EXERCISE INSTRUCTIONS: Count the lines in the entries below that contain the word "item", and give only that number.

INPUT DATA:
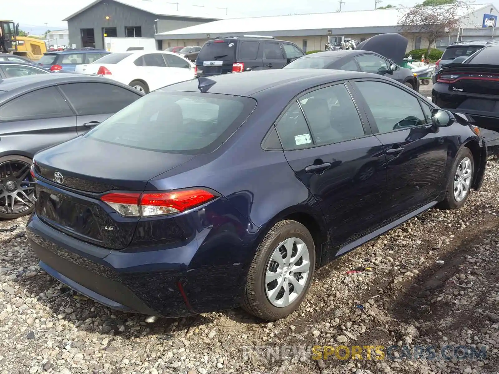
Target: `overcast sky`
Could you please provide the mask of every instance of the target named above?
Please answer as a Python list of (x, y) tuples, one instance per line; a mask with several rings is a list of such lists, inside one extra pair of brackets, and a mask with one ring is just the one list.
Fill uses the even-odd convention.
[[(16, 22), (23, 25), (44, 26), (45, 23), (52, 27), (55, 26), (61, 28), (67, 27), (67, 23), (61, 20), (71, 14), (84, 7), (92, 2), (91, 0), (62, 0), (57, 1), (56, 6), (52, 6), (50, 1), (41, 0), (22, 0), (15, 1), (13, 0), (0, 0), (1, 1), (1, 10), (0, 18), (3, 19), (13, 19)], [(165, 2), (175, 2), (180, 0), (165, 0)], [(372, 9), (374, 8), (375, 0), (343, 0), (341, 8), (344, 10), (359, 10)], [(388, 4), (395, 5), (410, 6), (416, 2), (417, 0), (395, 0), (393, 1), (383, 0), (378, 6)], [(495, 2), (495, 1), (494, 1)], [(292, 14), (294, 13), (317, 13), (336, 11), (339, 8), (338, 1), (333, 0), (252, 0), (250, 2), (228, 1), (228, 0), (184, 0), (181, 3), (203, 4), (208, 7), (212, 3), (213, 7), (228, 7), (229, 15), (236, 15), (241, 16), (256, 16), (260, 15), (277, 15)], [(476, 3), (487, 3), (486, 1), (477, 1)], [(250, 4), (250, 6), (248, 5)], [(243, 6), (239, 6), (241, 4)], [(172, 5), (175, 8), (175, 5)], [(245, 9), (247, 8), (247, 9)], [(255, 10), (259, 8), (266, 10)]]

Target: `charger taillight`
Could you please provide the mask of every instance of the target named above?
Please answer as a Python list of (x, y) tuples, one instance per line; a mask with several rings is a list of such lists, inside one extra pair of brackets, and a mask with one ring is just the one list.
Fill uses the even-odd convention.
[(244, 62), (235, 62), (232, 64), (233, 73), (241, 73), (245, 70)]
[(111, 192), (100, 199), (121, 215), (151, 217), (180, 213), (202, 205), (218, 195), (202, 188), (167, 192)]

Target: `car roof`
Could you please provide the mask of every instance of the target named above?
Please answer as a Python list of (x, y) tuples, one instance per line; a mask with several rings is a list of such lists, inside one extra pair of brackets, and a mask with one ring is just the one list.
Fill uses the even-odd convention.
[[(41, 88), (54, 84), (62, 84), (75, 82), (110, 81), (102, 77), (86, 74), (57, 73), (57, 74), (39, 74), (24, 77), (15, 77), (6, 79), (0, 79), (0, 91), (14, 92), (21, 90), (29, 91), (31, 89)], [(114, 84), (117, 83), (113, 81)]]
[(371, 51), (366, 50), (355, 50), (352, 49), (344, 50), (340, 49), (337, 51), (326, 51), (325, 52), (316, 52), (314, 53), (310, 53), (302, 56), (300, 58), (307, 58), (314, 57), (342, 57), (345, 56), (358, 56), (360, 54), (376, 54), (380, 55), (379, 53)]
[(75, 53), (102, 53), (102, 52), (109, 53), (110, 52), (105, 51), (104, 49), (66, 49), (63, 51), (47, 51), (43, 54), (72, 54)]
[[(209, 78), (201, 77), (167, 86), (159, 91), (200, 92), (200, 80), (209, 79), (216, 83), (207, 92), (240, 96), (252, 96), (257, 92), (275, 90), (293, 96), (309, 88), (321, 84), (355, 78), (371, 77), (373, 74), (347, 70), (328, 69), (279, 69), (226, 74)], [(384, 77), (378, 76), (382, 79)], [(386, 80), (391, 80), (385, 78)], [(285, 88), (284, 88), (285, 87)], [(294, 92), (295, 93), (293, 93)]]

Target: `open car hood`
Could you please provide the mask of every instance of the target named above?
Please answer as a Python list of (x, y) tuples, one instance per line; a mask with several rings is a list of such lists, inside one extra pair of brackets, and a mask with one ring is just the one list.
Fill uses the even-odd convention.
[(362, 42), (355, 49), (375, 52), (400, 64), (404, 59), (408, 43), (407, 38), (400, 34), (379, 34)]

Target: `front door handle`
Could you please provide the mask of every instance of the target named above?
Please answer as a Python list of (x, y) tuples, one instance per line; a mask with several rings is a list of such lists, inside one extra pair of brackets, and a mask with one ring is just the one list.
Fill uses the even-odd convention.
[(83, 126), (85, 127), (93, 127), (94, 126), (96, 126), (100, 122), (98, 121), (91, 121), (89, 122), (87, 122), (83, 124)]
[(387, 150), (387, 151), (386, 151), (386, 154), (387, 155), (394, 155), (394, 154), (396, 154), (397, 153), (400, 153), (403, 150), (404, 150), (404, 149), (402, 148), (390, 148), (390, 149)]
[(305, 172), (309, 173), (320, 173), (323, 172), (326, 169), (329, 169), (330, 167), (331, 163), (324, 163), (320, 165), (309, 165), (305, 168)]

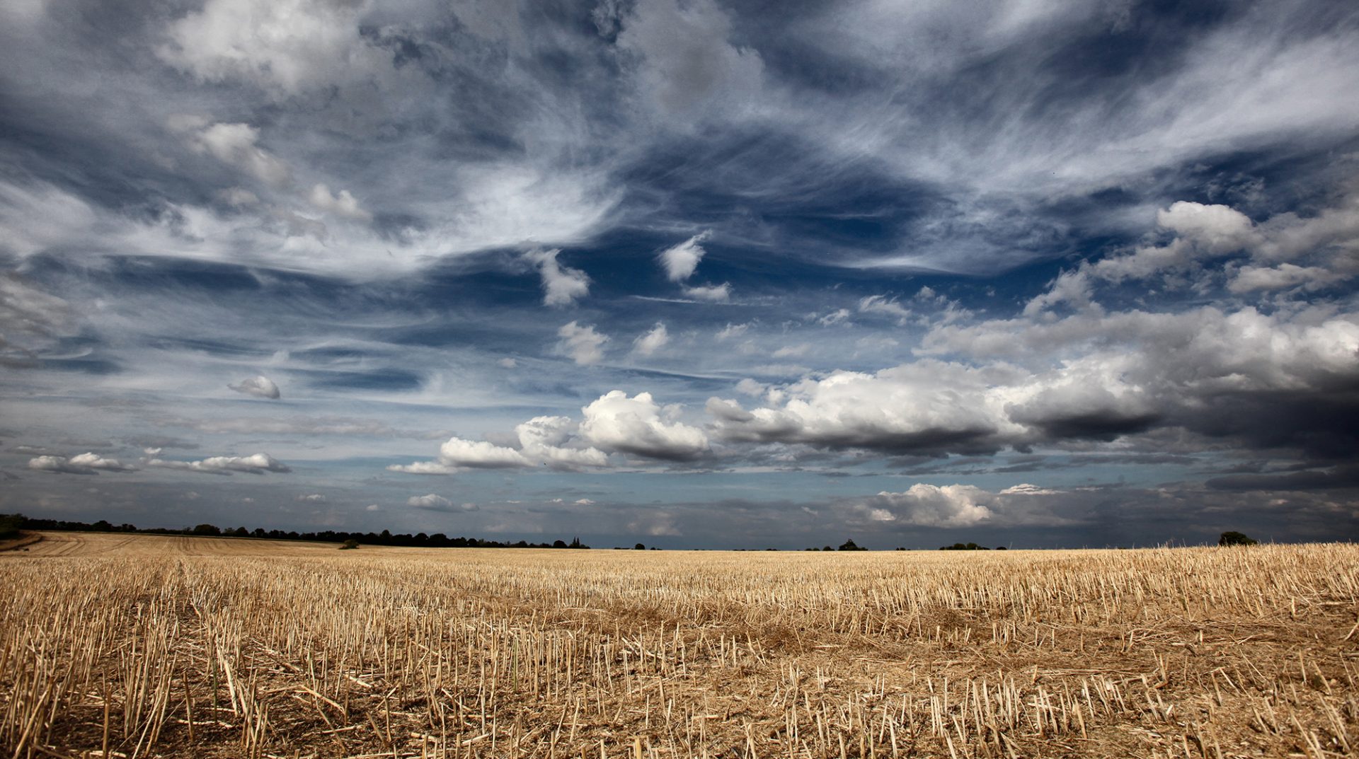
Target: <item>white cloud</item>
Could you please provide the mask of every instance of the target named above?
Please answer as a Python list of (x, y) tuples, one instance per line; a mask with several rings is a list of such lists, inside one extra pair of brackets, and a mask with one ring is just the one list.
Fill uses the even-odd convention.
[(476, 504), (458, 504), (454, 505), (453, 501), (439, 496), (436, 493), (427, 493), (424, 496), (412, 496), (406, 498), (408, 506), (414, 506), (417, 509), (424, 509), (429, 512), (474, 512), (477, 511)]
[(438, 496), (435, 493), (427, 493), (424, 496), (412, 496), (412, 497), (406, 498), (406, 505), (408, 506), (416, 506), (417, 509), (436, 509), (436, 511), (442, 511), (442, 509), (447, 509), (448, 506), (451, 506), (453, 501), (450, 501), (448, 498), (444, 498), (443, 496)]
[(247, 377), (236, 384), (228, 384), (227, 387), (235, 390), (236, 392), (255, 395), (258, 398), (279, 398), (279, 386), (264, 375)]
[(156, 49), (204, 81), (245, 80), (277, 98), (390, 69), (359, 35), (363, 3), (207, 0), (175, 20)]
[(1257, 291), (1280, 291), (1295, 286), (1303, 289), (1318, 289), (1337, 281), (1349, 278), (1352, 274), (1333, 272), (1322, 266), (1298, 266), (1295, 263), (1280, 263), (1277, 266), (1242, 266), (1237, 270), (1227, 289), (1242, 295)]
[(662, 322), (656, 322), (656, 326), (651, 331), (633, 341), (632, 352), (637, 356), (651, 356), (669, 342), (670, 333), (666, 331), (666, 326)]
[(79, 453), (75, 456), (35, 456), (29, 459), (29, 468), (50, 471), (54, 474), (96, 474), (99, 471), (137, 471), (136, 467), (125, 466), (118, 459), (107, 459), (98, 453)]
[(647, 0), (621, 22), (618, 46), (641, 57), (639, 90), (665, 125), (703, 110), (739, 114), (758, 99), (764, 62), (730, 42), (731, 19), (712, 0)]
[(925, 485), (917, 482), (904, 493), (882, 492), (870, 498), (868, 519), (902, 521), (920, 527), (970, 527), (991, 521), (998, 498), (972, 485)]
[(839, 308), (817, 319), (817, 323), (821, 325), (822, 327), (832, 327), (834, 325), (843, 325), (848, 320), (849, 320), (849, 310)]
[(667, 422), (650, 392), (629, 398), (610, 391), (582, 409), (580, 436), (605, 451), (652, 459), (686, 460), (708, 451), (703, 430), (678, 421)]
[(693, 288), (684, 288), (684, 295), (685, 297), (692, 297), (694, 300), (726, 303), (731, 300), (731, 282), (722, 282), (720, 285), (700, 285)]
[(741, 382), (737, 383), (737, 392), (741, 392), (741, 394), (745, 394), (745, 395), (760, 396), (760, 395), (764, 395), (764, 391), (766, 388), (768, 388), (766, 384), (764, 384), (762, 382), (756, 382), (756, 380), (753, 380), (750, 377), (746, 377), (746, 379), (743, 379), (743, 380), (741, 380)]
[(563, 325), (557, 330), (557, 337), (561, 338), (557, 352), (569, 356), (580, 365), (598, 364), (603, 358), (603, 344), (609, 342), (609, 335), (597, 333), (593, 326), (582, 327), (576, 322)]
[(741, 337), (741, 335), (746, 334), (747, 330), (750, 330), (750, 325), (731, 325), (731, 323), (728, 323), (726, 327), (722, 327), (720, 330), (718, 330), (718, 334), (715, 337), (718, 339), (731, 339), (734, 337)]
[(400, 471), (402, 474), (457, 474), (457, 467), (450, 467), (447, 464), (440, 464), (439, 462), (413, 462), (409, 464), (390, 464), (387, 471)]
[(580, 269), (561, 266), (557, 262), (560, 253), (560, 250), (538, 250), (525, 254), (542, 277), (544, 306), (571, 306), (590, 295), (590, 277)]
[(260, 130), (249, 124), (213, 124), (192, 134), (190, 144), (222, 163), (239, 168), (270, 187), (292, 183), (292, 170), (258, 145)]
[(164, 459), (149, 459), (145, 462), (148, 467), (159, 468), (177, 468), (186, 471), (196, 471), (201, 474), (232, 474), (232, 473), (246, 473), (246, 474), (264, 474), (264, 473), (289, 473), (287, 464), (275, 459), (269, 453), (251, 453), (249, 456), (211, 456), (197, 462), (174, 462)]
[(859, 300), (860, 314), (882, 314), (892, 316), (898, 325), (905, 325), (911, 319), (911, 310), (885, 295), (870, 295)]
[[(1237, 253), (1268, 263), (1237, 269), (1227, 282), (1227, 289), (1237, 295), (1294, 286), (1320, 289), (1359, 274), (1359, 263), (1345, 254), (1347, 248), (1359, 250), (1359, 193), (1310, 219), (1282, 213), (1258, 225), (1226, 205), (1180, 201), (1157, 212), (1157, 224), (1174, 232), (1174, 239), (1166, 244), (1137, 246), (1131, 253), (1082, 262), (1079, 267), (1063, 272), (1048, 292), (1029, 301), (1025, 315), (1036, 316), (1060, 303), (1091, 308), (1098, 281), (1121, 282), (1181, 273), (1208, 259)], [(1272, 265), (1302, 255), (1317, 265)]]
[(534, 417), (515, 426), (526, 456), (552, 468), (602, 467), (607, 456), (575, 440), (579, 425), (568, 417)]
[(546, 466), (553, 470), (602, 467), (609, 458), (576, 439), (578, 425), (568, 417), (534, 417), (515, 426), (519, 449), (485, 441), (453, 437), (439, 448), (435, 462), (393, 464), (405, 474), (457, 474), (466, 470)]
[(349, 194), (349, 190), (340, 190), (338, 196), (332, 196), (330, 187), (315, 185), (311, 187), (307, 201), (318, 210), (333, 216), (340, 216), (351, 221), (372, 221), (372, 215), (359, 206), (359, 201)]
[(660, 251), (660, 255), (656, 258), (660, 261), (662, 269), (666, 270), (666, 278), (671, 282), (682, 282), (692, 277), (705, 254), (701, 243), (709, 236), (711, 232), (700, 232), (674, 247)]
[(1257, 242), (1250, 219), (1226, 205), (1178, 201), (1157, 212), (1157, 224), (1211, 253), (1233, 253)]

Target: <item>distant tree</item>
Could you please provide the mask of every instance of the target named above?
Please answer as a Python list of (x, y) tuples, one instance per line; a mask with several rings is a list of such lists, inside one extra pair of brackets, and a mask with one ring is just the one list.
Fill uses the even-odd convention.
[(0, 540), (18, 535), (23, 521), (22, 513), (0, 513)]

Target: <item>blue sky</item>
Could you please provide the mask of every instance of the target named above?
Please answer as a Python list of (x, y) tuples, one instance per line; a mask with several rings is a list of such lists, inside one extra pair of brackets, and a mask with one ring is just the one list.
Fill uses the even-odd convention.
[(1348, 3), (0, 7), (0, 511), (1359, 536)]

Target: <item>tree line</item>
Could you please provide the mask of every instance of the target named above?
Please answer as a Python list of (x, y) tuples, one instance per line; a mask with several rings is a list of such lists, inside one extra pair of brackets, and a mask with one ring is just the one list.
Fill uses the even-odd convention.
[(580, 542), (580, 538), (572, 539), (569, 543), (565, 540), (553, 540), (552, 543), (530, 543), (527, 540), (518, 540), (515, 543), (501, 542), (501, 540), (485, 540), (481, 538), (450, 538), (443, 532), (435, 532), (434, 535), (427, 535), (424, 532), (417, 532), (410, 535), (408, 532), (393, 534), (389, 530), (382, 532), (345, 532), (337, 530), (322, 530), (319, 532), (296, 532), (296, 531), (283, 531), (283, 530), (265, 530), (257, 527), (254, 530), (246, 530), (245, 527), (235, 528), (222, 528), (215, 524), (198, 524), (194, 527), (185, 527), (181, 530), (170, 527), (147, 527), (139, 528), (135, 524), (111, 524), (106, 520), (99, 520), (95, 523), (86, 521), (67, 521), (60, 519), (34, 519), (26, 517), (23, 515), (0, 515), (0, 538), (4, 538), (4, 532), (10, 531), (15, 534), (20, 530), (43, 530), (49, 532), (140, 532), (144, 535), (197, 535), (204, 538), (258, 538), (265, 540), (307, 540), (313, 543), (345, 543), (353, 540), (364, 546), (404, 546), (404, 547), (420, 547), (420, 549), (588, 549)]

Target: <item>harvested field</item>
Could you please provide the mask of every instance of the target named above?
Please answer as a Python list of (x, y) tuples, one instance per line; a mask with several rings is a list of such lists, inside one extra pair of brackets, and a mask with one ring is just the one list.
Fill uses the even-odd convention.
[(0, 554), (5, 756), (1337, 756), (1359, 547)]

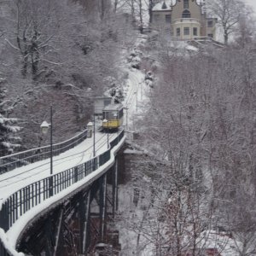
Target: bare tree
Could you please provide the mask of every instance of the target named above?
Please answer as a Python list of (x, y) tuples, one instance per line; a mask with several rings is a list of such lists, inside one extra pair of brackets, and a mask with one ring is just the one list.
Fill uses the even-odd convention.
[(244, 3), (240, 0), (214, 0), (208, 1), (207, 7), (212, 15), (218, 19), (224, 31), (224, 41), (227, 44), (244, 12)]

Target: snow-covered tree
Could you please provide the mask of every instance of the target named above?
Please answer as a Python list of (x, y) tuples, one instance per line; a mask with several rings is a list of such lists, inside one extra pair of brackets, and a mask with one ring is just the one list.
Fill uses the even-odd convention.
[(20, 144), (17, 143), (20, 139), (15, 133), (20, 131), (20, 127), (15, 125), (18, 119), (6, 117), (8, 109), (5, 106), (6, 89), (3, 86), (3, 80), (0, 80), (0, 155), (3, 156), (11, 154)]
[(240, 0), (209, 0), (207, 7), (211, 15), (218, 18), (227, 44), (230, 35), (236, 32), (240, 16), (245, 11), (244, 3)]

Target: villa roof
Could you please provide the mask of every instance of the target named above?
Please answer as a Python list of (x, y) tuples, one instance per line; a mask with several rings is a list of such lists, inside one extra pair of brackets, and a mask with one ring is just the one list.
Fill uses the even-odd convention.
[(171, 2), (171, 0), (163, 0), (156, 3), (153, 8), (153, 11), (170, 11), (172, 9)]

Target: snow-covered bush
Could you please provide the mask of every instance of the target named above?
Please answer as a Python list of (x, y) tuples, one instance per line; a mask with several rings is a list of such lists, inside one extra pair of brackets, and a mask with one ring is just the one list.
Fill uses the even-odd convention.
[(150, 86), (151, 88), (154, 87), (154, 76), (151, 71), (148, 71), (145, 75), (145, 83), (147, 85)]
[(115, 102), (120, 102), (124, 99), (124, 91), (122, 84), (113, 77), (107, 77), (103, 79), (104, 95), (113, 97)]

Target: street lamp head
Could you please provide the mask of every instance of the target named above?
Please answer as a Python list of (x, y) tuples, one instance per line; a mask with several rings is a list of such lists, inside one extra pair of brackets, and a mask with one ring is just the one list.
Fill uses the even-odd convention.
[(40, 127), (41, 127), (41, 131), (43, 134), (46, 134), (48, 132), (48, 129), (49, 129), (49, 126), (50, 125), (50, 124), (48, 124), (46, 121), (44, 121)]
[(87, 127), (92, 127), (93, 126), (93, 123), (92, 122), (89, 122), (88, 124), (87, 124)]

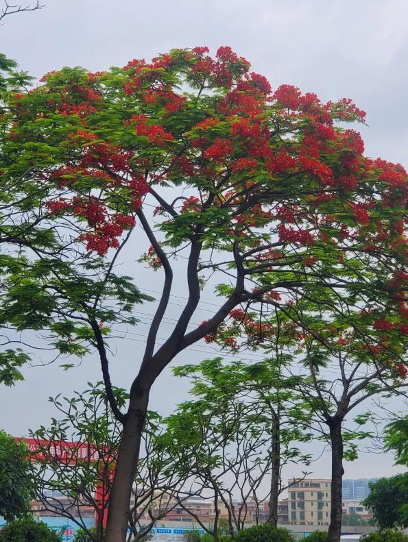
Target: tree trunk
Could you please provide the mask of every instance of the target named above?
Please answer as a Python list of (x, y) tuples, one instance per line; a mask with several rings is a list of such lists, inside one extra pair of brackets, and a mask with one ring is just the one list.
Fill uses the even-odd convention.
[(125, 542), (126, 540), (132, 486), (148, 402), (149, 390), (143, 390), (137, 385), (134, 389), (132, 386), (110, 493), (106, 542)]
[(341, 419), (336, 416), (328, 421), (331, 442), (331, 510), (328, 542), (340, 542), (341, 533), (341, 482), (343, 469), (343, 435)]
[(274, 415), (272, 432), (272, 478), (271, 494), (269, 496), (269, 513), (267, 523), (274, 525), (278, 524), (278, 499), (279, 497), (279, 484), (280, 481), (280, 435), (279, 416)]

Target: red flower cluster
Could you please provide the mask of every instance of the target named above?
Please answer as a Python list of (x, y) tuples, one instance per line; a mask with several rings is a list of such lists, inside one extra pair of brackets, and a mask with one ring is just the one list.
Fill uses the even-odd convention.
[(287, 227), (284, 224), (279, 224), (278, 232), (279, 241), (282, 243), (295, 243), (309, 246), (315, 243), (313, 235), (304, 230), (295, 230), (293, 227)]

RESPONSE TO THIS EXERCISE: 5